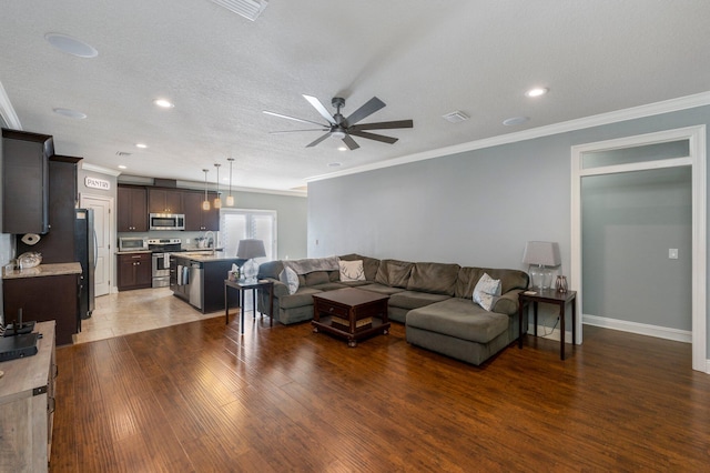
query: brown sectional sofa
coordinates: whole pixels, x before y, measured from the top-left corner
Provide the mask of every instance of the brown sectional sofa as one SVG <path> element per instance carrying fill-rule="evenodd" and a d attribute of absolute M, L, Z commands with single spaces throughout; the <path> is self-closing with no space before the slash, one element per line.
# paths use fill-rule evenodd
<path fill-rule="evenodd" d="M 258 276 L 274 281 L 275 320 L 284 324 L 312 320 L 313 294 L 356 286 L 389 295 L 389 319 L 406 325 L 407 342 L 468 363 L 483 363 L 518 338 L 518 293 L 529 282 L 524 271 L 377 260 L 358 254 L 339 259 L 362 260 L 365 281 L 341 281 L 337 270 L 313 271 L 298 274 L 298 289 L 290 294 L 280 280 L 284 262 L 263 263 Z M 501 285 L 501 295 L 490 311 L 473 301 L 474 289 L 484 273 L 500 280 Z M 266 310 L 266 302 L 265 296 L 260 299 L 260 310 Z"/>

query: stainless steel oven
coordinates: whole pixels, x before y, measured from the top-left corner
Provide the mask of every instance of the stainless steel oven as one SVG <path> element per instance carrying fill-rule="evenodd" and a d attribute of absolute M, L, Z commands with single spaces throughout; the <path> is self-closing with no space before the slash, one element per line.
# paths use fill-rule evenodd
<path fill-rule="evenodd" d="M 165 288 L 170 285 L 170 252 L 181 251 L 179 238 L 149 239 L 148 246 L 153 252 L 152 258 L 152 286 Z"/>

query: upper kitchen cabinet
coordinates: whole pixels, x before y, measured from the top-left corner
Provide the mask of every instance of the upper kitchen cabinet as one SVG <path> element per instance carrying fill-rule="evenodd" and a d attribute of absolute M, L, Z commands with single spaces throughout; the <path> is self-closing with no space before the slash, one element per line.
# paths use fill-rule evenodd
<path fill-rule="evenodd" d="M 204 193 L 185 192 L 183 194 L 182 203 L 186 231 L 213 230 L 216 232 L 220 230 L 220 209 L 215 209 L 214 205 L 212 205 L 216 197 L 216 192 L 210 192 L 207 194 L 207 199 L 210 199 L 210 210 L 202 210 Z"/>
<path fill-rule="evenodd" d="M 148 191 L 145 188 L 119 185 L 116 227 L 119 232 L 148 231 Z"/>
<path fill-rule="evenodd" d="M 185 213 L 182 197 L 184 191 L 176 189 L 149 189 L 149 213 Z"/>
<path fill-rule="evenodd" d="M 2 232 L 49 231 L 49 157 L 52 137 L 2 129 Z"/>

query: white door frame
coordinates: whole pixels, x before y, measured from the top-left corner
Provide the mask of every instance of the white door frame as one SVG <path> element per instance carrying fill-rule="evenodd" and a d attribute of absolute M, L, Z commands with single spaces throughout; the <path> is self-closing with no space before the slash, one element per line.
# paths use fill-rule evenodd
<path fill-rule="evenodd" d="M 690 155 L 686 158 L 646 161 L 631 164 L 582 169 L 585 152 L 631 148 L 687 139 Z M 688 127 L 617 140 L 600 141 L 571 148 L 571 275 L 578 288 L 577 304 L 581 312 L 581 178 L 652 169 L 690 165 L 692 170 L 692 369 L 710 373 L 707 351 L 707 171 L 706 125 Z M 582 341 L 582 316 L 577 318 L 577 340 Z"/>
....
» **Request**
Which lines in the records above contain the word "kitchen"? Gather each of those lines in full, treating uppercase and lowercase as different.

» **Task response**
query: upper kitchen cabinet
Provide the mask of every instance of the upper kitchen cabinet as one SVG <path> element per instance carrying fill-rule="evenodd" and a d attribute of absolute M, L, Z commands with single spaces throughout; the <path> is self-closing with no space before the slash, one element per line.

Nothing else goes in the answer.